Selected passage:
------
Op-ed: Clean, co-operative resource development is welcome, but that’s not what Baffinland is offering

Nuluujaat Land Guardians member responds to Baffinland op-ed

The Nuluujaat Land Guardians, a group of protesters opposed to the proposed expansion of the Mary River mine, set up a blockade in February 2021, focusing international attention on their fight with Baffinland Iron Mines Corp., over a proposal they say would disrupt caribou and narwhal habitat, threatening Inuit traditional way of life. (Photo from Nunavut Court of Justice)

By Joelie Pewatoaluk
Special to Nunatsiaq News

Updated on Monday, April 25, 2022 at 10:30 p.m.

We agree with some of what Paul Quassa says in his recent op-ed promoting the Baffinland mine.

We agree that Nunavut should be a vibrant, self-sufficient territory, that developments must protect Inuit land and culture, and that it’s possible to have resource extraction projects and Inuit hunting go together.

Where we disagree, very strongly, is on whether Baffinland Iron Mine Corp.’s Mary River mine expansion proposal fits with any of these objectives. Based on our experiences with Baffinland and its mine, we believe this expansion is not compatible with Inuit hunting, and is in fact a threat to Inuit land, culture and self-sufficiency.

Joelie Pewatoaluk is a member of the Nuluujaat Land Guardians. (Photo courtesy of Joelie Pewatoaluk)

Since Baffinland opened its mine, hunters and elders have observed serious effects on our animals and land. We have watched the animals decline. And this is just at current levels of production. Narwhal calving grounds are at risk. A key caribou migration route could be disrupted by the railway Baffinland wants to build.

We have tried to engage in good faith with Baffinland to have our concerns addressed. We are not opposed to all mining. We just want to see mining done in a socially and environmentally responsible way. But Baffinland refuses to take meaningful steps to address Inuit concerns.
------
Direction A:
Set out the records as a numbered list, running from the line containing "Locate shop window in the frame." through the end of the records, both ends included and blank lines omitted.
------
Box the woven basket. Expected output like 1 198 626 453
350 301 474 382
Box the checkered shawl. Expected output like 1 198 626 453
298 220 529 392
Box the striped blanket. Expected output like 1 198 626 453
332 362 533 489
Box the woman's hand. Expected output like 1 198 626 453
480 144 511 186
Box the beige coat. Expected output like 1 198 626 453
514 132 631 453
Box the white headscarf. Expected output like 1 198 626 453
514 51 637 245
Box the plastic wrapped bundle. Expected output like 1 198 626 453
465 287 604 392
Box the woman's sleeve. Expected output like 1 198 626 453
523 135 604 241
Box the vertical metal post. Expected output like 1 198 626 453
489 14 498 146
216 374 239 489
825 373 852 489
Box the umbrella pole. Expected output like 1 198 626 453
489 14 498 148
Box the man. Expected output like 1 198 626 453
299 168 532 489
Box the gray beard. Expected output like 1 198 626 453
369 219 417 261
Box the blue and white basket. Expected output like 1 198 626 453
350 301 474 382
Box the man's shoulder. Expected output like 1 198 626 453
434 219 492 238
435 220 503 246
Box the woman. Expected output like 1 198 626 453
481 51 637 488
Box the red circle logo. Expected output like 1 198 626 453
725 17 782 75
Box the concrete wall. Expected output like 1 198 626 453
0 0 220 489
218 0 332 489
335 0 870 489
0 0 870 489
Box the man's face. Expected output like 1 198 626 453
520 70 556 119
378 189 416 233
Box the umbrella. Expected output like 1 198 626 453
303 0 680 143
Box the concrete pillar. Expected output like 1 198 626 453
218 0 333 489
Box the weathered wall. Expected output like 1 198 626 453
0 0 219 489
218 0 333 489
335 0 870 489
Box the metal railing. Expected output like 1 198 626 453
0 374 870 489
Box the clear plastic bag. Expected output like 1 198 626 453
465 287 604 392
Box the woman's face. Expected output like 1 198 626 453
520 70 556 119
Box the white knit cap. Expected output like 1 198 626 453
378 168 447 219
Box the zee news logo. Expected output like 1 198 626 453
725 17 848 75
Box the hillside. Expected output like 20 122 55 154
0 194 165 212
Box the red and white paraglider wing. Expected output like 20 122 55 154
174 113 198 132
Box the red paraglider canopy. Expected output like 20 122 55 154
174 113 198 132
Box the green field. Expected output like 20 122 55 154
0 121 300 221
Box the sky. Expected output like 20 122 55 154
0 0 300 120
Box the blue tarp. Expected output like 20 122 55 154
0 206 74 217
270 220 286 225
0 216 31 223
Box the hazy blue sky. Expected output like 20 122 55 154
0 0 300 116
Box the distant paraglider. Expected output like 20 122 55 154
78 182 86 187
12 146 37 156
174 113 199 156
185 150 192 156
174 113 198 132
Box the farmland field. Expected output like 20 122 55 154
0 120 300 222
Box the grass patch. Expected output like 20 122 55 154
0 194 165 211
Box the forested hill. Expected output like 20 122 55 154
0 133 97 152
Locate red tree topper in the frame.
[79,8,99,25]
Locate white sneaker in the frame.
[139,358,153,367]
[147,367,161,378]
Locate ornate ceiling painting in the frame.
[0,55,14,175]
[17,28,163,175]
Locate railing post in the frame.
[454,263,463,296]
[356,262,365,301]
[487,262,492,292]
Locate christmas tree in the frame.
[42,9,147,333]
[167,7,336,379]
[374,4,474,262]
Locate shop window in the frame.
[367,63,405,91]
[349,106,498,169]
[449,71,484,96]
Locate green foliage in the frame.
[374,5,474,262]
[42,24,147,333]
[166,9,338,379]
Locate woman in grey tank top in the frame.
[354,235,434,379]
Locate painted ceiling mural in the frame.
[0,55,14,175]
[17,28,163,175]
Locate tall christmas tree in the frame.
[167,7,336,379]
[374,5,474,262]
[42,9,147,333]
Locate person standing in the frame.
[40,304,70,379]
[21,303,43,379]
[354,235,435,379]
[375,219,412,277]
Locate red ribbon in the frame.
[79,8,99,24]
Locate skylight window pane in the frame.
------
Direction B:
Condense the paragraph of the op-ed beginning "Since Baffinland opened its mine" into a shorter version that keeps its main facts.

Correct answer A:
1. Locate shop window in the frame.
2. [367,63,405,91]
3. [349,106,498,169]
4. [449,71,484,96]
5. Locate green foliage in the frame.
6. [374,5,474,262]
7. [42,24,147,333]
8. [166,9,338,379]
9. Locate woman in grey tank top in the frame.
10. [354,235,434,379]
11. Locate painted ceiling mural in the frame.
12. [0,55,14,175]
13. [17,28,163,175]
14. Locate tall christmas tree in the frame.
15. [167,7,336,379]
16. [374,5,474,262]
17. [42,9,147,333]
18. Locate person standing in the frame.
19. [40,304,70,379]
20. [21,303,43,379]
21. [354,235,435,379]
22. [375,219,412,277]
23. Locate red ribbon in the frame.
24. [79,8,99,24]
25. Locate skylight window pane in the frame.

Correct answer B:
Since the mine opened, hunters and elders have seen serious harm to animals and land, with animals declining even at current production levels. Narwhal calving grounds are at risk, and Baffinland's proposed railway could disrupt a key caribou migration route.